(Text excerpt)
Introduction: As we progress in maturity as believers, (which is surely God’s will for all of as His church – to grow up in all things into conformity with our holy Savior Jesus), we begin to appreciate the hidden realities of God’s Kingdom in our midst. Though we do not see all of the ways His Kingdom operates on earth, we come to treasure every indication of its progress and triumph. In short, since in this world our struggle really isn’t with flesh and blood, but with “thrones, principalities and powers in the Heavenly places” (Ephesians 6:12), we ought to appreciate what the Bible has to say about the struggle in the Heavenly places. As we turn to Daniel’s final vision in his prophetic book in order to learn about this spiritual warfare, may we learn to be watchful and prayerful every moment – even as hymn # 574 urges us to do:

Christian, dost thou see them
On the holy ground,
How the powers of darkness
Rage thy steps around?
Christian, up and smite them,
Counting gain but loss,
In the strength that cometh
By the holy cross.

(Set problem 1) In the sermon introduction, which Bible verse is cited for the claim that our struggle is with "thrones, principalities and powers in the Heavenly places"?
(Set problem 2) Copy the sermon introduction from "Christian, dost thou" up to and including "the holy cross.".

(Dataset records)
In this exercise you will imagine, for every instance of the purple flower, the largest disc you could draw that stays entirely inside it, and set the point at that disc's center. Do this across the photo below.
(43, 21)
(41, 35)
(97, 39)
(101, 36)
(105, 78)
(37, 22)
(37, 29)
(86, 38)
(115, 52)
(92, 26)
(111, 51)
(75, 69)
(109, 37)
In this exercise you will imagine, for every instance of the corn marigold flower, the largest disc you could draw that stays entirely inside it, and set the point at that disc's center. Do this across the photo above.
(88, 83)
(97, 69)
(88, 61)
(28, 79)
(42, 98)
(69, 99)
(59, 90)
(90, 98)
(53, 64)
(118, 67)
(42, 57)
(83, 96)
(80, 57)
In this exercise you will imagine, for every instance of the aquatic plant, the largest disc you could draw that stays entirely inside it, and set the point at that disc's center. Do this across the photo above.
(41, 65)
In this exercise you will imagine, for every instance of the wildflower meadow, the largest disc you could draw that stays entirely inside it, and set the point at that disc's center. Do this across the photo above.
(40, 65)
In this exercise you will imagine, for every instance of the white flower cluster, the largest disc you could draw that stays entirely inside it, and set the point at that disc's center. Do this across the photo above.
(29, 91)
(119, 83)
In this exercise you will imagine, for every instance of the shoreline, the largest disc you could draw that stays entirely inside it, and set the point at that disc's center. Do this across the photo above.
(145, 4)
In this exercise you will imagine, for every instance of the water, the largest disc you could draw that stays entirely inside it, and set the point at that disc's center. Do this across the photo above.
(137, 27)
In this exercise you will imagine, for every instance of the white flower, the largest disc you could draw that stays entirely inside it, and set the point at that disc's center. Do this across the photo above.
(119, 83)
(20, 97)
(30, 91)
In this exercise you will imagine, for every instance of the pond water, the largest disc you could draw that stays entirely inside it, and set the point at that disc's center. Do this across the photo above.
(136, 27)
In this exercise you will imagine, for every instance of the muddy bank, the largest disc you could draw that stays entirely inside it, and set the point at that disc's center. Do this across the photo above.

(Task result 1) Ephesians 6:12

(Task result 2)
Christian, dost thou see them
On the holy ground,
How the powers of darkness
Rage thy steps around?
Christian, up and smite them,
Counting gain but loss,
In the strength that cometh
By the holy cross.